### [EXERCISE PROMPT]
The answer must consist solely of the line containing "Where can you spot the sandy" and every line after it in the records below, through the last, each reproduced exactly.

Image-grounded pointing data:
········

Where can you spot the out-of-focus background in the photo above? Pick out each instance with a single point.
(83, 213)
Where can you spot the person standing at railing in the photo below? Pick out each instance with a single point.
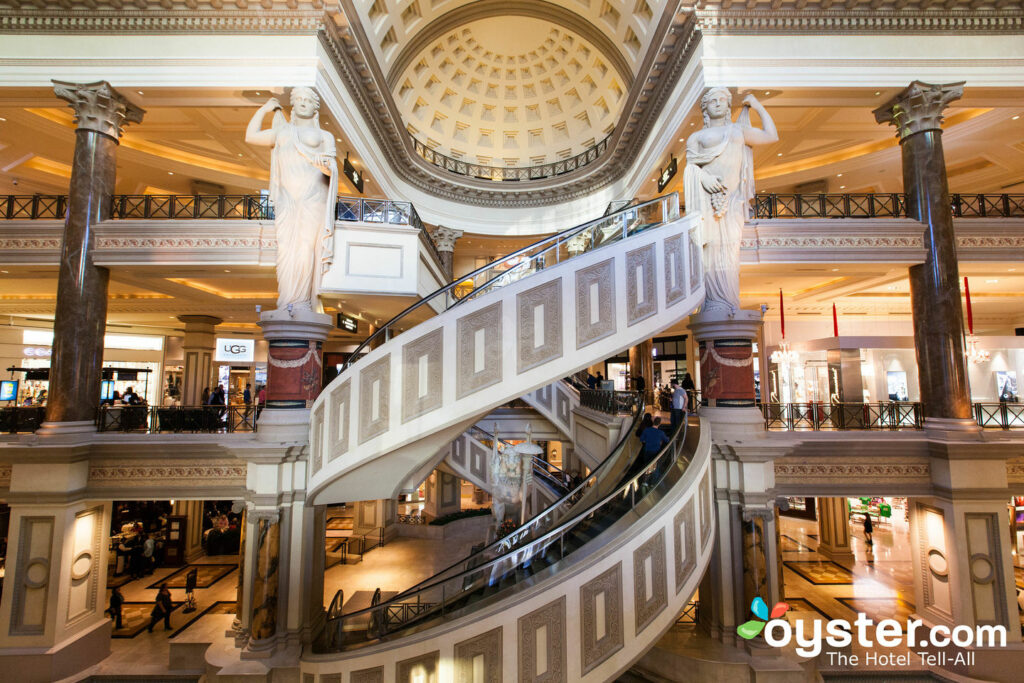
(303, 187)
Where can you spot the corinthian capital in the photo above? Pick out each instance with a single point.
(98, 107)
(919, 108)
(444, 238)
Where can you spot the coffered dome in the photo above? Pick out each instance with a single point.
(510, 91)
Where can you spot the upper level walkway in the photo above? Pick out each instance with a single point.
(238, 229)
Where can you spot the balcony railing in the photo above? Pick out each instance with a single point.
(178, 419)
(892, 205)
(510, 173)
(886, 416)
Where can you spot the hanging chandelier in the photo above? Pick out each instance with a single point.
(972, 350)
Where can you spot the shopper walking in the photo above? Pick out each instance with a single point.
(117, 600)
(162, 608)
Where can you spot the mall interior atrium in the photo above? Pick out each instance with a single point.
(435, 341)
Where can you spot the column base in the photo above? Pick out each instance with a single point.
(62, 660)
(284, 426)
(67, 428)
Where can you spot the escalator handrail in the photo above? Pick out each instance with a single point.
(581, 488)
(557, 239)
(674, 445)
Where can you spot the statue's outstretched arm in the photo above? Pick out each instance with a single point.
(263, 137)
(767, 133)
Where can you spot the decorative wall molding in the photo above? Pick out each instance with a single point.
(813, 16)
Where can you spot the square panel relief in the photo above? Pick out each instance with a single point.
(375, 390)
(479, 658)
(542, 644)
(595, 299)
(539, 325)
(478, 350)
(601, 617)
(641, 300)
(675, 281)
(650, 589)
(685, 544)
(422, 370)
(338, 417)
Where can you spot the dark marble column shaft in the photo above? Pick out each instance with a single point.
(935, 294)
(81, 305)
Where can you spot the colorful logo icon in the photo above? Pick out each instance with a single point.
(751, 629)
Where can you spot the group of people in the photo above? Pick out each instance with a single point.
(162, 608)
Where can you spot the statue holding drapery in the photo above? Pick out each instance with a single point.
(718, 182)
(303, 187)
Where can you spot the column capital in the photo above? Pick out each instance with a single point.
(98, 107)
(919, 108)
(444, 238)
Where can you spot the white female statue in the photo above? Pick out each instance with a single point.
(719, 182)
(303, 186)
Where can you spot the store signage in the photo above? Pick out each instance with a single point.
(348, 324)
(353, 176)
(230, 350)
(667, 174)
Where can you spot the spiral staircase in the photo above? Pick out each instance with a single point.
(585, 588)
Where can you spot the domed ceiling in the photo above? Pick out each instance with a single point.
(510, 91)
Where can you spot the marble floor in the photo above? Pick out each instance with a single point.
(135, 651)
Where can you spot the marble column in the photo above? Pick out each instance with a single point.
(265, 580)
(295, 372)
(834, 529)
(199, 351)
(935, 294)
(642, 365)
(80, 321)
(444, 241)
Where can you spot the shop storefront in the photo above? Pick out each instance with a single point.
(130, 361)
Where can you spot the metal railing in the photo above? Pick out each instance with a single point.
(556, 478)
(612, 402)
(879, 205)
(527, 550)
(178, 419)
(510, 173)
(882, 416)
(532, 258)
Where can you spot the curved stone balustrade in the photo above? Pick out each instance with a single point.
(388, 419)
(588, 622)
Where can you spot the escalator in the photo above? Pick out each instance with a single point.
(617, 556)
(506, 331)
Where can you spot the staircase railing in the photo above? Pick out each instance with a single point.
(449, 593)
(529, 259)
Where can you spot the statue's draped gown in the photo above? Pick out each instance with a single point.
(303, 204)
(721, 152)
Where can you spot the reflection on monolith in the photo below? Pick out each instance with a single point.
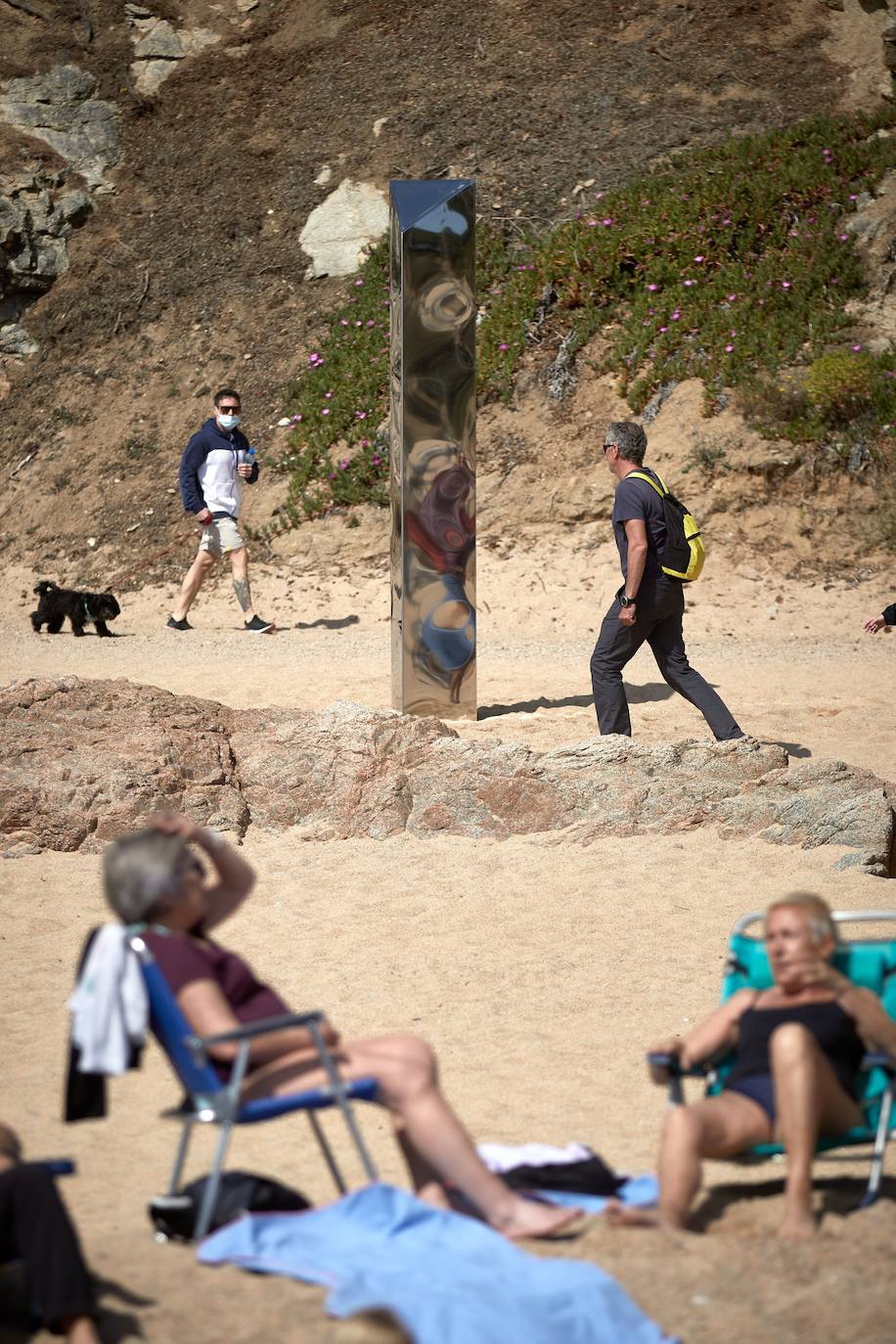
(432, 435)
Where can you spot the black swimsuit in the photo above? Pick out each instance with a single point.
(834, 1032)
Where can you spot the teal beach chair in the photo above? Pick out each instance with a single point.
(870, 963)
(209, 1100)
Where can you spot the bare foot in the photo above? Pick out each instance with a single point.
(527, 1218)
(798, 1226)
(622, 1215)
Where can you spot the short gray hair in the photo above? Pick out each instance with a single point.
(816, 909)
(141, 872)
(629, 438)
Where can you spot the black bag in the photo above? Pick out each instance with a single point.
(240, 1192)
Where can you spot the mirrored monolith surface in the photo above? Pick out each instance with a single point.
(432, 446)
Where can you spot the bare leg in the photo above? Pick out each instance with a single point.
(240, 568)
(718, 1127)
(809, 1100)
(203, 563)
(437, 1145)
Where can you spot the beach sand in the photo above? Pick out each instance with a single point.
(539, 969)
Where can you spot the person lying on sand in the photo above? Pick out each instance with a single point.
(36, 1230)
(799, 1046)
(154, 876)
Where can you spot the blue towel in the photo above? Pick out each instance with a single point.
(446, 1278)
(637, 1192)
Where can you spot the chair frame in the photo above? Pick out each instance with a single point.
(209, 1100)
(877, 1135)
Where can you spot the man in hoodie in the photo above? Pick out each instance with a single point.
(212, 470)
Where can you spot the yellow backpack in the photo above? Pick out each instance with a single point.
(684, 553)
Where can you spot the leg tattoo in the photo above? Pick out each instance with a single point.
(244, 596)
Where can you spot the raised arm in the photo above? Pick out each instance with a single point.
(236, 877)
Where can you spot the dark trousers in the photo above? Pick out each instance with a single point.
(36, 1229)
(659, 609)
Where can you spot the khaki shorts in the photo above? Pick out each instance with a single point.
(220, 536)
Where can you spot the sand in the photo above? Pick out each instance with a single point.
(539, 969)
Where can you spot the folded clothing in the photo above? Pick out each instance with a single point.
(446, 1278)
(591, 1176)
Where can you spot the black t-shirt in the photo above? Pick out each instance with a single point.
(637, 499)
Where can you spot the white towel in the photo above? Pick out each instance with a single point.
(504, 1157)
(109, 1007)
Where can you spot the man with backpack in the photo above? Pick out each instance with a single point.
(659, 550)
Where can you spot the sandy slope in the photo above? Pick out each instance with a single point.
(539, 969)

········

### [SOLUTION TO THE EXERCISE]
Where can you spot the sandy slope in the photo above? Pick out each instance with a single point.
(539, 969)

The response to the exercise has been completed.